TASK LIST ->
1. Rewrite the MRS excerpt from "a) Sagittal, coronal, and" to "and 3 T data.", inclusive, replacing "Colour" with "Color".
2. Answer these questions about the MRS excerpt:
(a) In the 3 T data, which color marks the voxels from Filmer et al. (2019)?
(b) What TR was used for the data from Rideaux et al. (2021)?
(c) What voxel size did Rideaux et al. (2021) use?

EXTRACT ->
----------------

Figure 1. Prefrontal cortex voxel location and spectra.

Figure 1.

a) Sagittal, coronal, and axial views of prefrontal cortex MRS voxel placement in the current (7 T) experiment and the legacy experiments, on the average T1-weighted structural image in Montreal Neurological Institute (MNI) space. Colour intensity indicates voxel placement overlap across participants; for the 3 T data, red indicates voxels from Filmer et al. (2019) and blue indicates voxels from Rideaux et al. (2021). b) Average sLASER, MEGA-sLASER and MEGA-PRESS spectra for all participants. Shaded regions indicate ±1 standard deviation. c) Examples of GABA+ and Glx model fit to the difference-spectra for 7 T and 3 T data.

We also analysed legacy MRS data from two previous studies (Filmer et al., 2019; Rideaux et al., 2021). These data were collected at different sites, using a 3 T Magnetom Prisma (Siemens Healthcare, Erlangen, Germany) equipped with either a 32- or a 64-channel receive-only head coil (Nova Medical, USA). For detection of GABA+ and Glx, all data were collected using a MEGA-PRESS sequence (Mescher et al., 1998). The data from Rideaux et al. (2021) were collected using the following parameters: TE=68 ms, TR=3000 ms, spectral width=2400 Hz; 256 transients of 2048 data points were acquired. The data from Filmer et al. (2019) were collected using the following parameters: TE=68 ms, TR=2000 ms, spectral width=2400 Hz; 144 transients of 2080 data points were acquired. For both datasets, a 14.28 ms Gaussian editing pulse was applied at 1.9 (ON) and 7.5 (OFF) ppm and water-unsuppressed transients were additionally acquired. The voxel size (40×25×30 mm3) and positioning used by Filmer et al. (2019) were similar to those used in the current experiment, whereas Rideaux et al. (2021) used a smaller voxel (25×25×25 mm3) with similar positioning (left hemisphere, above the superior margin of the lateral ventricles; Fig. 1a).

----------------

RECORDS SUPPLIED ->

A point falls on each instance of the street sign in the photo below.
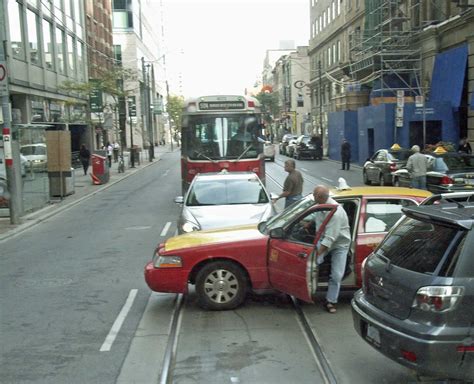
(132, 106)
(419, 101)
(3, 79)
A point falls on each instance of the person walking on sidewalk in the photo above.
(345, 154)
(293, 185)
(335, 240)
(417, 165)
(84, 157)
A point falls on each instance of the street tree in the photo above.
(175, 110)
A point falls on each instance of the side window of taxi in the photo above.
(382, 214)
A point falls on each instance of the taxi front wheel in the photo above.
(221, 285)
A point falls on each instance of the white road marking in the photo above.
(109, 340)
(165, 229)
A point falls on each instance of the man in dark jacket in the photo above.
(345, 154)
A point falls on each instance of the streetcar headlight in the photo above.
(167, 261)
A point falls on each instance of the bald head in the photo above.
(321, 194)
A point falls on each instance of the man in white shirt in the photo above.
(336, 240)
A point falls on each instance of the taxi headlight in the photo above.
(167, 261)
(189, 226)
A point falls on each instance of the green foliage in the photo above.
(109, 82)
(175, 110)
(269, 104)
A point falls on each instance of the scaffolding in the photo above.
(385, 54)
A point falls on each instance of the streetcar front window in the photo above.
(221, 137)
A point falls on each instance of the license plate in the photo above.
(373, 335)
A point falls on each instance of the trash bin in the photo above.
(61, 183)
(100, 169)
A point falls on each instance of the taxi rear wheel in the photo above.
(221, 285)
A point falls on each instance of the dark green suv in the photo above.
(416, 305)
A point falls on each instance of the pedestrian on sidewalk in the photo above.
(293, 185)
(345, 154)
(109, 148)
(417, 165)
(84, 157)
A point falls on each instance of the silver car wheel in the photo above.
(221, 286)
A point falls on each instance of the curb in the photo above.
(60, 207)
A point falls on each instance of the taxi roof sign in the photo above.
(440, 150)
(395, 147)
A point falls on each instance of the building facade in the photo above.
(137, 39)
(387, 61)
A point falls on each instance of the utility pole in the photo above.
(10, 135)
(321, 104)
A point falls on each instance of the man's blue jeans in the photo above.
(338, 267)
(418, 182)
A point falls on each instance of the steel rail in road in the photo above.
(170, 353)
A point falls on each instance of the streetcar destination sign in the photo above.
(217, 105)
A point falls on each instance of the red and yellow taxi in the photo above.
(224, 264)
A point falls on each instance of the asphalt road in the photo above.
(75, 308)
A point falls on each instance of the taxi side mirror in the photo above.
(277, 233)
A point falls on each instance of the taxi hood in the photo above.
(215, 236)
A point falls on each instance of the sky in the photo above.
(218, 46)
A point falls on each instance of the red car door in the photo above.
(292, 265)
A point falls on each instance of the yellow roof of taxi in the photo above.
(380, 191)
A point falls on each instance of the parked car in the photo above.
(307, 147)
(290, 148)
(269, 151)
(225, 264)
(284, 142)
(223, 199)
(448, 172)
(416, 305)
(379, 167)
(36, 155)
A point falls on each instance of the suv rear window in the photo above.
(421, 246)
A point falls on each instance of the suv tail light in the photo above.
(446, 180)
(437, 298)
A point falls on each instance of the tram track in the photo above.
(169, 360)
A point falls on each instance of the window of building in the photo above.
(78, 20)
(80, 61)
(32, 24)
(70, 55)
(123, 14)
(60, 50)
(48, 44)
(15, 23)
(46, 6)
(118, 54)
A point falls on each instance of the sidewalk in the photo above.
(83, 188)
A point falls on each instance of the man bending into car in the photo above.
(336, 241)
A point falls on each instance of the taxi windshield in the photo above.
(287, 215)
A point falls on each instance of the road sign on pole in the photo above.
(3, 79)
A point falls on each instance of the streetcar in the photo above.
(221, 132)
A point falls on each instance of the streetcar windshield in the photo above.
(214, 137)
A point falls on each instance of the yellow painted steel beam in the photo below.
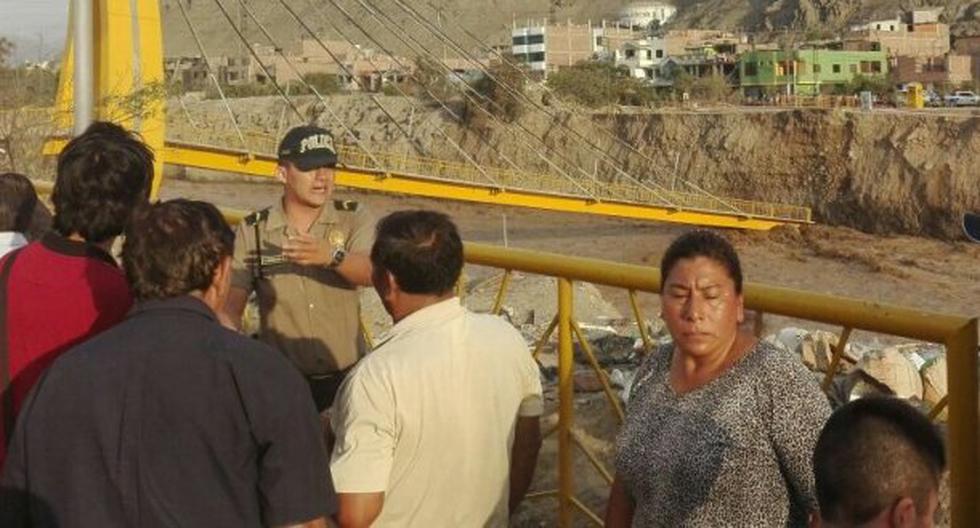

----------------

ANSWERS PROVIDED ->
1.
a) Sagittal, coronal, and axial views of prefrontal cortex MRS voxel placement in the current (7 T) experiment and the legacy experiments, on the average T1-weighted structural image in Montreal Neurological Institute (MNI) space. Color intensity indicates voxel placement overlap across participants; for the 3 T data, red indicates voxels from Filmer et al. (2019) and blue indicates voxels from Rideaux et al. (2021). b) Average sLASER, MEGA-sLASER and MEGA-PRESS spectra for all participants. Shaded regions indicate ±1 standard deviation. c) Examples of GABA+ and Glx model fit to the difference-spectra for 7 T and 3 T data.

2.
(a) Red.
(b) 3000 ms.
(c) 25×25×25 mm3.